Format the items below as a numbered list and leave out any blank lines.

________________________

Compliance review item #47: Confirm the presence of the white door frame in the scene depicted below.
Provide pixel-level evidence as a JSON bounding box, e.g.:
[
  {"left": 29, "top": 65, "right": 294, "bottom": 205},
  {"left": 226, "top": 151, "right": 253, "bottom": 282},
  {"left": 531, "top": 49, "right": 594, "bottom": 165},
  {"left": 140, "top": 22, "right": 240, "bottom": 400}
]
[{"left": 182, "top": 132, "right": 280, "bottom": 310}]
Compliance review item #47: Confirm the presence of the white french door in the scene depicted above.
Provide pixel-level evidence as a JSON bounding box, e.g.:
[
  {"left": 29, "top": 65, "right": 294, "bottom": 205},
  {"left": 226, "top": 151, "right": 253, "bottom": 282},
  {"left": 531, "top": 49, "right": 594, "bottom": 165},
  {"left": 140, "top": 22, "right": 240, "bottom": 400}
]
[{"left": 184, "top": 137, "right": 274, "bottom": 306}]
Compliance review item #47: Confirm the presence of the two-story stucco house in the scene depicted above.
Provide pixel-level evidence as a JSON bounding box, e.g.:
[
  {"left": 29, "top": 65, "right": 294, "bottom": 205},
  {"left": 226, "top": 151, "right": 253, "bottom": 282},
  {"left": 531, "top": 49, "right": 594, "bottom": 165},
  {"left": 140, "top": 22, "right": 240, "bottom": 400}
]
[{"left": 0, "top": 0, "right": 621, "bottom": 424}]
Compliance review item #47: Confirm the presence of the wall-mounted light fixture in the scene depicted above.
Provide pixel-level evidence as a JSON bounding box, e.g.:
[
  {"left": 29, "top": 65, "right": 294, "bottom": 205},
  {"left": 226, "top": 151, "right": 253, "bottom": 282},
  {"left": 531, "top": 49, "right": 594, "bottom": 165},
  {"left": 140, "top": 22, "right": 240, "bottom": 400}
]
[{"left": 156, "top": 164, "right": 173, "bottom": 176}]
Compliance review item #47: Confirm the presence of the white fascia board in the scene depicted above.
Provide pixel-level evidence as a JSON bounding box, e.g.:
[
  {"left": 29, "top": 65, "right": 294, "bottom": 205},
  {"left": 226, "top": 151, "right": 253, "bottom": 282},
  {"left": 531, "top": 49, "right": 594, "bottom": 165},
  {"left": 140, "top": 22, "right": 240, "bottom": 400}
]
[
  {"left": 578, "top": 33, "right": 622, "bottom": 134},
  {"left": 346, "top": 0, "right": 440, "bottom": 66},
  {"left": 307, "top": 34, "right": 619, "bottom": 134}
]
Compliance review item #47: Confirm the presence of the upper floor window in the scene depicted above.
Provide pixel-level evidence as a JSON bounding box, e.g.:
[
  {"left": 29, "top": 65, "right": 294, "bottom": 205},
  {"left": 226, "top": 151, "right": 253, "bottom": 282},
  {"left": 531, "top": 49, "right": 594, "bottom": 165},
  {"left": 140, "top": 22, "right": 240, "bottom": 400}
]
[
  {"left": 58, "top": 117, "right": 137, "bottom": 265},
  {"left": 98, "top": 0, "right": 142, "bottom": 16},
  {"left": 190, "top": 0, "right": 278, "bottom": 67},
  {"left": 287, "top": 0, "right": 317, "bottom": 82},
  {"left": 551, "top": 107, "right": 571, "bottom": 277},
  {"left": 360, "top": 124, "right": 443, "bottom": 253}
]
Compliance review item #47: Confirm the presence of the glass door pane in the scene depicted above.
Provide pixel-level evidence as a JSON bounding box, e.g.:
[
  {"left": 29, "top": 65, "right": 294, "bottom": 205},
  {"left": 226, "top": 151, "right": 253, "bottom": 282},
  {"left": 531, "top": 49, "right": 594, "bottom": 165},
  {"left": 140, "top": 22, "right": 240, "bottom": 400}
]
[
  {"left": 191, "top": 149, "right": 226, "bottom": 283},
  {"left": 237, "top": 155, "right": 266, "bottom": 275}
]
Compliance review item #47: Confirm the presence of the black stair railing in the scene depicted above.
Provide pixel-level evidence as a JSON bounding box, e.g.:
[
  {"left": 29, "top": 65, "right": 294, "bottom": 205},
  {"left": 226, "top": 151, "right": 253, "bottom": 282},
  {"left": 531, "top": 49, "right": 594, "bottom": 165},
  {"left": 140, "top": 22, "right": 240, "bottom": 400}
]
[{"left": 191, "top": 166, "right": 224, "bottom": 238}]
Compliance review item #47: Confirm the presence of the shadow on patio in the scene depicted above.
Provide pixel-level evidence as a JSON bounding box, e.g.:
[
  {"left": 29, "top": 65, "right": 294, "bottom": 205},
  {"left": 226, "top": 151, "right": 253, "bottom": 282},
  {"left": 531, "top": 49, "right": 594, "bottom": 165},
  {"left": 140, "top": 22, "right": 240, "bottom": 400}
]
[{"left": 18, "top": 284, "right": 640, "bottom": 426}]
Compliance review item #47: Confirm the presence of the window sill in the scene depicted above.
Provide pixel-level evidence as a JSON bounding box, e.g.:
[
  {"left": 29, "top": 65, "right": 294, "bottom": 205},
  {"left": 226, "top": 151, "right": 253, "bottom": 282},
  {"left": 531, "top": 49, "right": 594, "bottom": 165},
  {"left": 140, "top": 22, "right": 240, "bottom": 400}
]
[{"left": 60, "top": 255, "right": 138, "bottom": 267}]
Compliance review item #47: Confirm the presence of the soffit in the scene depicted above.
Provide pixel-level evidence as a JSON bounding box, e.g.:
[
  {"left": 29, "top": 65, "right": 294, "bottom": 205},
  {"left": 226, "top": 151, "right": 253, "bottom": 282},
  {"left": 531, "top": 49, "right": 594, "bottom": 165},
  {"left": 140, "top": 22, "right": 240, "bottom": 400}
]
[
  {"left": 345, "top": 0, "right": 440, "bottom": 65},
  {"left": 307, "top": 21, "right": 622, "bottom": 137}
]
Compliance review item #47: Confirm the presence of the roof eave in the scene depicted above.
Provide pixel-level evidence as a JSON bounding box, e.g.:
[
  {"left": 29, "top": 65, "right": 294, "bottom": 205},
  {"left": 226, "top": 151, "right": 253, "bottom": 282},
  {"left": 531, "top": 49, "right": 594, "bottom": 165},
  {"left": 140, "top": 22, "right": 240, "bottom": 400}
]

________________________

→ **Solution to this problem**:
1. Compliance review item #47: Confirm the presence of the white door frame in the scene depicted below.
2. Provide pixel-level evidence as a JSON bounding box, e.g.:
3. [
4.   {"left": 29, "top": 65, "right": 294, "bottom": 205},
5.   {"left": 226, "top": 151, "right": 253, "bottom": 282},
6.   {"left": 531, "top": 49, "right": 594, "bottom": 165},
7.   {"left": 140, "top": 22, "right": 240, "bottom": 400}
8. ]
9. [{"left": 182, "top": 132, "right": 280, "bottom": 310}]
10. Compliance review item #47: Confirm the presence of the white french door in the scene depicted above.
11. Provide pixel-level evidence as a JSON bounding box, e.g.:
12. [
13.   {"left": 29, "top": 65, "right": 294, "bottom": 205},
14.   {"left": 226, "top": 151, "right": 253, "bottom": 282},
15.   {"left": 531, "top": 49, "right": 594, "bottom": 165},
16.   {"left": 140, "top": 22, "right": 240, "bottom": 400}
17. ]
18. [{"left": 184, "top": 137, "right": 274, "bottom": 306}]
19. Compliance review item #47: Confirm the presence of the two-story stucco house in the scene depicted above.
20. Provide pixel-level evidence as a JSON bounding box, e.g.:
21. [
22.   {"left": 29, "top": 65, "right": 294, "bottom": 205},
23.   {"left": 226, "top": 151, "right": 253, "bottom": 282},
24.   {"left": 531, "top": 49, "right": 594, "bottom": 165},
25.   {"left": 140, "top": 22, "right": 240, "bottom": 400}
26. ]
27. [{"left": 0, "top": 0, "right": 621, "bottom": 424}]
28. Compliance review item #47: Confirm the presence of the wall-mounted light fixture in the scene depicted above.
29. Provide pixel-level evidence as a JSON bounding box, e.g.:
30. [
31.   {"left": 29, "top": 65, "right": 294, "bottom": 205},
32.   {"left": 226, "top": 151, "right": 253, "bottom": 282},
33.   {"left": 531, "top": 49, "right": 594, "bottom": 165},
34.   {"left": 140, "top": 22, "right": 240, "bottom": 400}
35. ]
36. [{"left": 156, "top": 164, "right": 173, "bottom": 176}]
37. Compliance review item #47: Confirm the presence of the white fascia board in the scene depicted above.
38. Provide pixel-level evidence as a JSON bounding box, e.g.:
39. [
40.   {"left": 29, "top": 65, "right": 294, "bottom": 205},
41.   {"left": 226, "top": 151, "right": 253, "bottom": 282},
42.   {"left": 531, "top": 49, "right": 594, "bottom": 165},
43.   {"left": 140, "top": 22, "right": 240, "bottom": 400}
44. ]
45. [
46.   {"left": 578, "top": 33, "right": 622, "bottom": 134},
47.   {"left": 346, "top": 0, "right": 440, "bottom": 66},
48.   {"left": 307, "top": 34, "right": 619, "bottom": 134}
49. ]
50. Compliance review item #47: Confirm the presence of the upper floor window in the scene depicted above.
51. Provide pixel-level evidence as a JSON bounding box, e.g.:
52. [
53.   {"left": 29, "top": 65, "right": 294, "bottom": 205},
54.   {"left": 226, "top": 151, "right": 253, "bottom": 282},
55.   {"left": 531, "top": 49, "right": 594, "bottom": 165},
56.   {"left": 140, "top": 22, "right": 240, "bottom": 400}
57. ]
58. [
59.   {"left": 58, "top": 117, "right": 137, "bottom": 265},
60.   {"left": 98, "top": 0, "right": 142, "bottom": 16},
61.   {"left": 190, "top": 0, "right": 278, "bottom": 67},
62.   {"left": 287, "top": 0, "right": 317, "bottom": 82},
63.   {"left": 551, "top": 107, "right": 571, "bottom": 277},
64.   {"left": 360, "top": 124, "right": 443, "bottom": 253}
65. ]
66. Compliance review item #47: Confirm the presence of the glass door pane in the scene depicted above.
67. Provide pixel-level evidence as a JSON bounding box, e.g.:
68. [
69.   {"left": 29, "top": 65, "right": 294, "bottom": 205},
70.   {"left": 226, "top": 151, "right": 253, "bottom": 282},
71.   {"left": 531, "top": 49, "right": 594, "bottom": 165},
72.   {"left": 140, "top": 22, "right": 240, "bottom": 400}
73. ]
74. [
75.   {"left": 191, "top": 149, "right": 226, "bottom": 283},
76.   {"left": 237, "top": 155, "right": 266, "bottom": 275}
77. ]
78. Compliance review item #47: Confirm the presence of the black stair railing in the scene depicted above.
79. Provide pixel-level evidence as a JSON bounding box, e.g.:
80. [
81.   {"left": 29, "top": 65, "right": 294, "bottom": 205},
82.   {"left": 226, "top": 151, "right": 253, "bottom": 282},
83.   {"left": 531, "top": 49, "right": 594, "bottom": 165},
84.   {"left": 140, "top": 22, "right": 240, "bottom": 400}
85. ]
86. [{"left": 191, "top": 166, "right": 224, "bottom": 238}]
87. Compliance review item #47: Confirm the presence of the shadow on patio in the scene depicted above.
88. Provide pixel-level evidence as a JSON bounding box, e.g.:
89. [
90.   {"left": 29, "top": 65, "right": 294, "bottom": 205},
91.   {"left": 226, "top": 151, "right": 253, "bottom": 282},
92.   {"left": 531, "top": 49, "right": 594, "bottom": 165},
93.   {"left": 140, "top": 22, "right": 240, "bottom": 400}
94. ]
95. [{"left": 18, "top": 284, "right": 640, "bottom": 426}]
96. Compliance review item #47: Confirm the presence of the window sill in the scene depicted above.
97. Provide pixel-level evidence as a JSON bounding box, e.g.:
98. [
99.   {"left": 29, "top": 65, "right": 294, "bottom": 205},
100.   {"left": 226, "top": 151, "right": 253, "bottom": 282},
101.   {"left": 531, "top": 49, "right": 594, "bottom": 165},
102.   {"left": 140, "top": 22, "right": 240, "bottom": 400}
103. ]
104. [{"left": 60, "top": 255, "right": 138, "bottom": 267}]
105. Compliance review item #47: Confirm the presence of the soffit in the scene depicted above.
106. Provide pixel-level evidence as a JSON bounding box, e.g.:
107. [
108.   {"left": 29, "top": 65, "right": 294, "bottom": 205},
109.   {"left": 226, "top": 151, "right": 253, "bottom": 282},
110.   {"left": 531, "top": 49, "right": 594, "bottom": 165},
111.   {"left": 140, "top": 22, "right": 240, "bottom": 400}
112. ]
113. [
114.   {"left": 345, "top": 0, "right": 440, "bottom": 65},
115.   {"left": 307, "top": 21, "right": 622, "bottom": 137}
116. ]
117. Compliance review item #47: Confirm the presence of the roof eave in the scene depicted above.
118. Provide pixel-level evidence as a JSON bounding box, e.g.:
119. [
120.   {"left": 29, "top": 65, "right": 294, "bottom": 205},
121.   {"left": 226, "top": 151, "right": 253, "bottom": 282},
122.   {"left": 531, "top": 49, "right": 594, "bottom": 165},
123.   {"left": 140, "top": 22, "right": 240, "bottom": 400}
124. ]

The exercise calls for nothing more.